The letter-journals: general features
The letter-journals, which make up most of the resource, date from the periods 1779-80, 1787-92, and 1795-9. They are addressed to Susan's elder sister Frances, to whom she was exceptionally close. They are the counterparts of Frances Burney's own letter-journals, which were in their turn all addressed to Susan.

It was Susan's practice to write the letter-journals as diary entries, sending them to her sister in batches as convenient. Individual letter-journals cover periods from a few days to a few weeks, divided up into smaller sections each covering one or more days. A similar practice was adopted by Frances in her own letter-journals.

The length of the letter-journals varies a great deal, but they typically extend to ten, twenty, or thirty pages, and on occasion to as many as sixty pages and approximately 15,000 words.

The letter-journals of 1779-80
Susan wrote the letter-journals of 1779-80 as a woman of twenty-four and twenty-five, still living in the family home in St Martin's Street, London. Her sister Frances, following the success of her first novel Evelina, was spending a good deal of time away from home with Henry Thrale and his wife Hester at their country seat at Streatham Park, Surrey, where Samuel Johnson was a frequent house-guest.

The letter-journals of this period chronicle the comings and goings of musicians, men of letters, and artists to the house in St Martin's Street, Susan's frequent visits to the theatre and to concerts, and her invariably perceptive comments on music, performers, and performances.

Excerpts of pointing data:
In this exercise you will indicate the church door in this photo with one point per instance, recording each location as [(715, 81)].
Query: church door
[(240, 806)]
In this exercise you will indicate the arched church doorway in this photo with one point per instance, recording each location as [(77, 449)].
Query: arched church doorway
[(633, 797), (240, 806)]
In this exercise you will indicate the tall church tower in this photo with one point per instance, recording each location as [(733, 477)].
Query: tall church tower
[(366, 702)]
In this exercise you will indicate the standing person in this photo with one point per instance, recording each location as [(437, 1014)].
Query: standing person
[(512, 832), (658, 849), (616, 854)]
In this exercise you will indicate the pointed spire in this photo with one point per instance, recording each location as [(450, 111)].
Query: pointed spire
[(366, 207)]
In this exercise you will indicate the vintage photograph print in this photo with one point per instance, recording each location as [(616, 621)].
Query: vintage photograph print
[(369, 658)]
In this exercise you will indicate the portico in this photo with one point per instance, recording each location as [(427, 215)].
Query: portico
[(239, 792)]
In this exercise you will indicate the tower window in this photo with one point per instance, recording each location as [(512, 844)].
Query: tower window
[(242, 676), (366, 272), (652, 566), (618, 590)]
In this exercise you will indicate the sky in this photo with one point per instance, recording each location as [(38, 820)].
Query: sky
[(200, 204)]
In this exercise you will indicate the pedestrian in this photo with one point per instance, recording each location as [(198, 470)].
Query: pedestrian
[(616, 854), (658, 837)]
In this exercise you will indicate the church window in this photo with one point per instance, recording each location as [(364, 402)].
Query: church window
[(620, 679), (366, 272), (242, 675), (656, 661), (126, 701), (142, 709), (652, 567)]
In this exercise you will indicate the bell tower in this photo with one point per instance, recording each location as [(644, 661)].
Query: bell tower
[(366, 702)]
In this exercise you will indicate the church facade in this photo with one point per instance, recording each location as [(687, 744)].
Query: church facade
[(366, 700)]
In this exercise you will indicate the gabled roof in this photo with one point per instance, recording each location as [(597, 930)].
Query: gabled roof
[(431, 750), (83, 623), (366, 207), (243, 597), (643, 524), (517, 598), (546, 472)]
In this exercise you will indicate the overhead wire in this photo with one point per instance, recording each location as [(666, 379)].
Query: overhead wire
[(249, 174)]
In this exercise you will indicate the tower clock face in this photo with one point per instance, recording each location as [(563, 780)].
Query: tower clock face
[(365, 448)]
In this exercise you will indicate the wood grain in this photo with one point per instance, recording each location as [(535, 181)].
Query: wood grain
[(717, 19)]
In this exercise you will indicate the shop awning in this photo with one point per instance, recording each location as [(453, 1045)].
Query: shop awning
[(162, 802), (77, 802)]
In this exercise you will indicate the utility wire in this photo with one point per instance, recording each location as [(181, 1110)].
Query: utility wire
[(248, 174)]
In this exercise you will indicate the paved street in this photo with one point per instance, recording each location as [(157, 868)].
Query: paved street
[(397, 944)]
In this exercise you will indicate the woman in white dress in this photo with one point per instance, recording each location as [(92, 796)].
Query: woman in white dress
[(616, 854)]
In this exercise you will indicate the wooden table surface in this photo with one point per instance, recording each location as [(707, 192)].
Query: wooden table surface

== Brief 1 ==
According to the account of the letter-journals, why are Susan's letter-journals described as the counterparts of Frances Burney's own?
== Brief 2 ==
Quote the account of the letter-journals from "The length of" up to and including "approximately 15,000 words.".

== Complete answer 1 ==
Susan's letter-journals were addressed to her elder sister Frances, and Frances's own letter-journals were in their turn all addressed to Susan. The two sets therefore answer each other as a reciprocal exchange between the sisters.

== Complete answer 2 ==
The length of the letter-journals varies a great deal, but they typically extend to ten, twenty, or thirty pages, and on occasion to as many as sixty pages and approximately 15,000 words.